# PROMPT 1:
Can you repeat the stretch of the TriMe++ output-files text from "The rest of" through "in the output."?
# PROMPT 2:
Would you carry on with the TriMe++ output-files text, picking up right after its final sentence?

# PAGE TEXT:
-=-=-

Understand the output files

Let's now look at the output files from running ./primitive_shape_meshing. They are in the directory /Example/triangle_mesh_N_5000_K_0.1.

Triangulation data

In TriMe++, each point is associated with an ID pid and x and y coordinates (px, py).

point: pid, (px, py)

A triangle is associated with an ID tid, the three point IDs of its three vertices, (vid0, vid1, vid2), and two quality measures, aspect ratio α and edge ratio β.

triangle: tid, (vid0, vid1, vid2), (α, β)

The aspect ratio $\alpha$ and edge ratio $\beta$ are calculated by

$$\alpha=\frac{R_{\text{circum}}}{2\cdot R_{\text{in}}}, \quad \beta=\frac{l_{\max}}{l_{\min}}$$

where $R_{\text{circum}}$ and $R_{\text{in}}$ are the circumradius and the inradius of the triangle, respectively. $l_{\max}$ and $l_{\min}$ are the longest and shortest edge lengths of the triangle, respectively. Both $\alpha$ and $\beta$ have minimum values of $1$, corresponding to an equilateral triangle. $\alpha$ has large values for badly shaped triangles, including both needle-type and flat-type triangles shown in plot (a) and (b) in the figure below. $\beta$ has large values for needle-type triangles.

Output files

The filename prefix is fp="triangle_mesh_N_5000_K_0.1". The next description phrase ti describe the meshing iteration outputted: fp_ti_=fp_1_ is the initial triangulation; fp_10_ is the triangulation of the $10^{th}$ iteration.

The rest of the description phrases in the filenames desribes the data being outputted. Suppose we have $N$ points and $M$ triangles generated.

Points

fp_ti_xy_id.txt: Each row format is [x y]. The particle ID and coordinates. The particle ID [0,1,...,N-1] is implicity implied by the line number. The first line corresponds to the coordinates of point $0$, and the tenth line corresponds to the coordinates of point $9$.

Edges

fp_ti_tria_bar_ids.txt: Each row format is [vid0 vid1], the point IDs corresponding to the end points of each edge in the triangulation. The triangulation edges are unique and non-overlapping in the output.

-=-=-

# RECORD LIST:
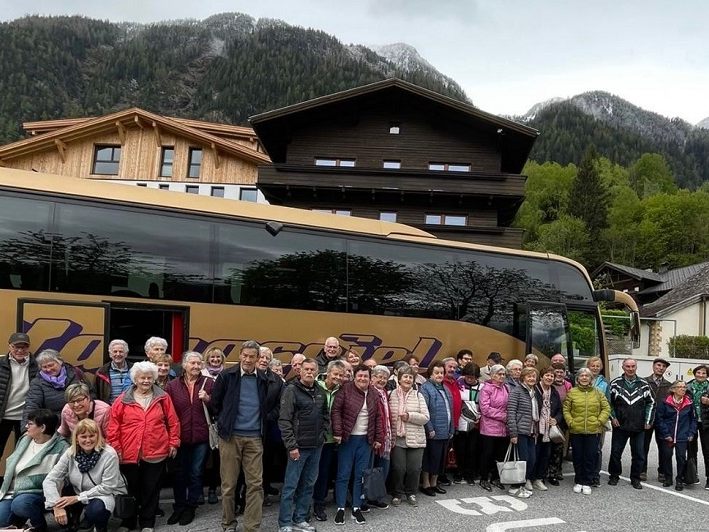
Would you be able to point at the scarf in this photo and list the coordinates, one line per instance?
(546, 414)
(87, 461)
(58, 382)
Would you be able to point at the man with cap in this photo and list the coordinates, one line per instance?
(17, 369)
(660, 389)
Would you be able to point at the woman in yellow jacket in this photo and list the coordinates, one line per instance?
(586, 411)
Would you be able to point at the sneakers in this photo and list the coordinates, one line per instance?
(539, 485)
(358, 517)
(304, 526)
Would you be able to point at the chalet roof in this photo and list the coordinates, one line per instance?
(692, 289)
(79, 129)
(273, 128)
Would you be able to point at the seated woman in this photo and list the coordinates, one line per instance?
(79, 405)
(37, 452)
(90, 467)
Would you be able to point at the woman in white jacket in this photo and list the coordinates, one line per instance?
(408, 414)
(91, 468)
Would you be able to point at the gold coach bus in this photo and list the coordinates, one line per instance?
(83, 262)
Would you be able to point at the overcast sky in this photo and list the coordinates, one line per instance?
(506, 54)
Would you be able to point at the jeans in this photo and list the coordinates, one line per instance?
(354, 454)
(237, 453)
(585, 456)
(22, 507)
(405, 470)
(637, 452)
(187, 482)
(528, 452)
(680, 452)
(298, 486)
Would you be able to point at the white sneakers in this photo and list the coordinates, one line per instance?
(539, 484)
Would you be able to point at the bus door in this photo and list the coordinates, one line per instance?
(547, 329)
(76, 329)
(135, 323)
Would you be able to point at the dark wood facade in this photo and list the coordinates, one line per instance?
(395, 121)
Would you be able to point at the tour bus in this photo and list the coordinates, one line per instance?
(83, 262)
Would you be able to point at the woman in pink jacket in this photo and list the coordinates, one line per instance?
(493, 427)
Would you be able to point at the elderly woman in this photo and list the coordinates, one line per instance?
(676, 422)
(408, 413)
(586, 411)
(48, 387)
(380, 375)
(90, 467)
(550, 415)
(523, 426)
(36, 453)
(189, 393)
(213, 362)
(144, 430)
(493, 426)
(439, 428)
(79, 405)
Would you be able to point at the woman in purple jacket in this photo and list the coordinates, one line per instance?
(493, 427)
(188, 393)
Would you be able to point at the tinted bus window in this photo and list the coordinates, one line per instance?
(25, 243)
(121, 252)
(291, 270)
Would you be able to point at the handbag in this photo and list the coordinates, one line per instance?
(211, 427)
(556, 435)
(512, 471)
(373, 483)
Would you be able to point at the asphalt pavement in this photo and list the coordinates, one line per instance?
(465, 507)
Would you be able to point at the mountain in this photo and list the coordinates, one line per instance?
(620, 131)
(224, 68)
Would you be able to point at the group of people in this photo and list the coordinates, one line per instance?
(84, 440)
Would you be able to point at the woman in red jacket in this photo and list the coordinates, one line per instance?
(144, 431)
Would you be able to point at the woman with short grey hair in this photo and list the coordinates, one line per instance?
(48, 387)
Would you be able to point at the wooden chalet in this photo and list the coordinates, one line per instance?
(397, 152)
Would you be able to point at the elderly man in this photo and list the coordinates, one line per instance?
(660, 389)
(330, 382)
(242, 398)
(631, 412)
(17, 369)
(304, 422)
(114, 378)
(330, 351)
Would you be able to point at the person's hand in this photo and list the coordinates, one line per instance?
(68, 500)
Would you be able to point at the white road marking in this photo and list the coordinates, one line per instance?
(527, 523)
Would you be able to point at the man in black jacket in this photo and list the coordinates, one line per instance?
(304, 421)
(17, 369)
(243, 398)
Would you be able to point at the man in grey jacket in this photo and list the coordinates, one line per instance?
(304, 421)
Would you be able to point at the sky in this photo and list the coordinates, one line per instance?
(506, 54)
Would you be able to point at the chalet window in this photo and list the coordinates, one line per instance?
(167, 158)
(446, 219)
(348, 163)
(248, 194)
(195, 162)
(449, 167)
(106, 160)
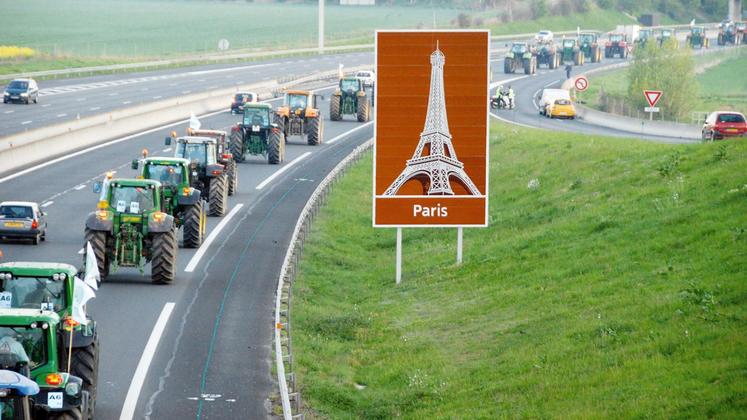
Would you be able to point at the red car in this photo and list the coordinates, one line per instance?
(722, 124)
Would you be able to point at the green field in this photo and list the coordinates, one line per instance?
(616, 289)
(721, 87)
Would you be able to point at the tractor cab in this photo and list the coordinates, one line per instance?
(31, 345)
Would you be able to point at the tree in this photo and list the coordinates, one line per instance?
(668, 69)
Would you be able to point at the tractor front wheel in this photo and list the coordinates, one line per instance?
(163, 264)
(194, 225)
(237, 146)
(275, 147)
(363, 109)
(97, 238)
(217, 196)
(334, 108)
(85, 365)
(314, 136)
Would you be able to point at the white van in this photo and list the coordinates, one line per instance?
(548, 98)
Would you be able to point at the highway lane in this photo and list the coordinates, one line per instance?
(68, 99)
(217, 340)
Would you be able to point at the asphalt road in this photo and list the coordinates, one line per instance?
(68, 99)
(213, 359)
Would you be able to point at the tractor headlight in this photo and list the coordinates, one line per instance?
(72, 388)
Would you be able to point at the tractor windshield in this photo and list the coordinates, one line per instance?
(195, 152)
(41, 293)
(295, 100)
(257, 116)
(349, 85)
(23, 345)
(519, 49)
(168, 175)
(129, 199)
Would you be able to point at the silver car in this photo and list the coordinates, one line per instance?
(22, 220)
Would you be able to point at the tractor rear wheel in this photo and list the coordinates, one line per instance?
(233, 177)
(163, 263)
(97, 238)
(192, 230)
(217, 196)
(275, 147)
(334, 108)
(362, 109)
(237, 146)
(314, 136)
(85, 365)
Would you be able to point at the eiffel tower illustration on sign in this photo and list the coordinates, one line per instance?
(435, 167)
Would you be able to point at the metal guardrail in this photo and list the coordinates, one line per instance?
(284, 362)
(180, 60)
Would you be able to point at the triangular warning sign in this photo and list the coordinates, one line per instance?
(652, 96)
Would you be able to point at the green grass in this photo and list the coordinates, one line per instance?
(615, 289)
(721, 87)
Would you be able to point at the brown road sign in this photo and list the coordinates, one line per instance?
(431, 141)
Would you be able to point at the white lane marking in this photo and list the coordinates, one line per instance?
(138, 379)
(283, 169)
(109, 143)
(214, 234)
(360, 127)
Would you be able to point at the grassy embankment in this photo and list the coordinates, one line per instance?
(721, 87)
(614, 289)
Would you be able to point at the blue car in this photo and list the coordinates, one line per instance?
(21, 90)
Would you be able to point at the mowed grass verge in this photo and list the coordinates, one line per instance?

-=-=-

# OUTPUT 1:
The rest of the description phrases in the filenames desribes the data being outputted. Suppose we have $N$ points and $M$ triangles generated.

Points

fp_ti_xy_id.txt: Each row format is [x y]. The particle ID and coordinates. The particle ID [0,1,...,N-1] is implicity implied by the line number. The first line corresponds to the coordinates of point $0$, and the tenth line corresponds to the coordinates of point $9$.

Edges

fp_ti_tria_bar_ids.txt: Each row format is [vid0 vid1], the point IDs corresponding to the end points of each edge in the triangulation. The triangulation edges are unique and non-overlapping in the output.

# OUTPUT 2:
fp_ti_tria_bar_coords.txt: The coordinates of the end points for each triangulation edge. Each edge consists of two rows, each row is the coordiate of one of the end poins:

[x0 y0]

[x1 y1]

An empty line then follows, separating the current edge output and the next edge output.

Triangles

fp_ti_tria_vertex_ids.txt: Each row format is [tid vid0 vid1 vid2], the triangle ID followed by the three particle IDs of its three vertices.

fp_ti_tria_vertex_coords.txt: Each row format is [tid x0 y0 x1 y1 x2 y2], the triangle ID followed by the three particle coordinates of its three vertices. At termination, the triangle vertices coordinates are outputted in CCW order.

Mesh quality

fp_ti_tria_quality_stat_ar.txt: This file consists of a single line, listing the aspect ratios $\alpha_i$ of each triangle $i$, separated by space. The format is: [α0 α1 α2 ... αM].

fp_ti_tria_quality_stat_er.txt: This file consists of a single line, listing the edge ratios $\beta_i$ of each triangle $i$, separated by space. The format is: [β0 β1 β2 ... βM].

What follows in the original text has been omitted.